### STATED TASK
Please list every model that the pi*0.6 text names as learning purely from imitation.

Physical Intelligence, 2025

pi*0.6: A VLA That Learns
From Experience

The first VLA that improves beyond its demonstrations through reinforcement learning. It ran an espresso machine for 13 hours straight and folded laundry in new homes for 2+ hours — by learning from its own mistakes.

Prerequisites: VLA basics (pi-0) + RL fundamentals

Chapters

Simulations

Chapter 0: The Imitation Ceiling

Every VLA before pi*0.6 — including pi-0, pi-0.5, RT-2, OpenVLA — learns purely from imitation. A human demonstrates the task, the model copies the demonstration. This is behavioral cloning, and it has a hard limit: the policy can never exceed the demonstrator.

### DATA
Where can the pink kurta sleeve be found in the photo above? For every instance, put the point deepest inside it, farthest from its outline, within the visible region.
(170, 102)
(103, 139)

### EXPECTED OUTPUT
pi-0, pi-0.5, RT-2, OpenVLA